___ Records shown ___

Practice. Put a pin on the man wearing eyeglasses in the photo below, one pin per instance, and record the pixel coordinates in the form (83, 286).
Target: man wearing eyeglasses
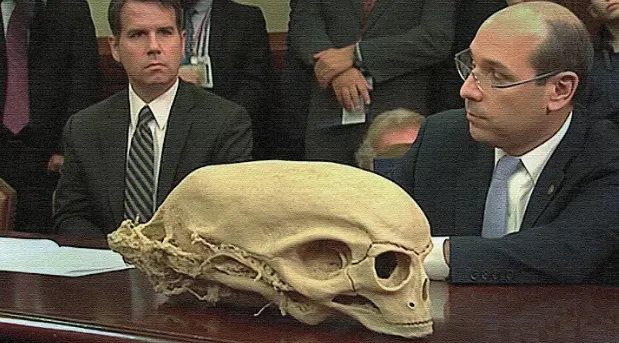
(519, 187)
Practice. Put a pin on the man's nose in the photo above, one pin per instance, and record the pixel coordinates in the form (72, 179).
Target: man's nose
(470, 89)
(154, 46)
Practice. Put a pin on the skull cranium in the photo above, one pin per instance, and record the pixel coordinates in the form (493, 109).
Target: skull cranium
(315, 238)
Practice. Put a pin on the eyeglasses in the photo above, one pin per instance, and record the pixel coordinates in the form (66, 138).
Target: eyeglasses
(464, 65)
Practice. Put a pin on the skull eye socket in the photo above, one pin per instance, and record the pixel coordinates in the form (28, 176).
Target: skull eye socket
(392, 268)
(323, 258)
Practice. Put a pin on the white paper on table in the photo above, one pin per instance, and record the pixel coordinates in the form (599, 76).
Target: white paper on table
(44, 256)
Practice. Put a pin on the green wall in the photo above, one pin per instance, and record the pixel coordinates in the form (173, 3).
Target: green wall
(275, 12)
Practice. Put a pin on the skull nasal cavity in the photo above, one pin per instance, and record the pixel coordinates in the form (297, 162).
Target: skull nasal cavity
(392, 268)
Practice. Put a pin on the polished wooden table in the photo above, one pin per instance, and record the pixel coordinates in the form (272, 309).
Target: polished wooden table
(121, 307)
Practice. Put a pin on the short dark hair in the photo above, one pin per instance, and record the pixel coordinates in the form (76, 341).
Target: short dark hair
(567, 47)
(116, 6)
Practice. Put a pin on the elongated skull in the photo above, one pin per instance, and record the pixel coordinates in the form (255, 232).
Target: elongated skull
(315, 238)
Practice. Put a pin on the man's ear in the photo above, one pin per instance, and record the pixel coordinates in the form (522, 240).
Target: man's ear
(113, 42)
(592, 11)
(562, 89)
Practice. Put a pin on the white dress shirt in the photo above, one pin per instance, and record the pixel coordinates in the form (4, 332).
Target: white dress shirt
(520, 187)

___

Where the material contains pictures, leave them out and copy the rest verbatim.

Practice. Put a pin on the man wearing eyeglasses in the photo below, one pin per instance, and record the pixel coordinates in the form (83, 286).
Target: man wearing eyeglasses
(519, 187)
Practice. Put a pin on the man's nose in the photo above, one pin per instance, and record the pixel coordinates in the form (72, 179).
Target: man's nose
(470, 89)
(154, 46)
Practice. Put a pin on the skull cranium in the photo above, one pin per instance, and record the pixel coordinates in the form (493, 109).
Target: skull cranium
(315, 238)
Practice. Put a pin on the eyeglasses in the photo above, one pin per instance, and record the pixel coordinates in the form (66, 138).
Target: eyeglasses
(464, 65)
Practice. Put a pin on the skull eye socket in the photo above, one pin per instance, and record the pixel coordinates in the form (28, 176).
Target: skull eye socket
(392, 268)
(323, 258)
Practice. Put a pin on the white paper on table in the photo above, one pin per instance, and record the pixel coordinates in the form (599, 76).
Target: white paper on table
(44, 256)
Practice. Put a pin on the green wall in the photo above, one pin per instance, and record the pixel coordinates in the form (173, 3).
Target: green wall
(275, 12)
Practice. Put a pin on the skull nasal cavity in the photo above, one pin per instance, and record the pixel coordinates in the form (297, 162).
Target: skull nasal cavity
(392, 268)
Practice. Put a pin on the polished wooden table in the photo above, one pin per instance, and record the pixel coordinates in the form (272, 309).
Target: polished wooden table
(121, 307)
Practice. Put a pin on the short dark hair in the photo above, one pin per instance, and record the pixel coordinates in the form (76, 341).
Target: short dark hair
(567, 47)
(116, 6)
Practice. Put a pin on the elongated skull in the photo above, one pin per instance, and record the pixel coordinates in the form (255, 232).
Target: elongated skull
(315, 238)
Practice. Put a pin on the man's ear in the photo above, one pin per instance, and record the pixel coordinates in the form (522, 240).
Target: man's ear
(113, 42)
(592, 11)
(562, 89)
Practice. Put a pin on the white dress shirt in the photo above, one pin per instance, and record the pixel coordinates in the form (4, 332).
Target: white dress shirt
(520, 187)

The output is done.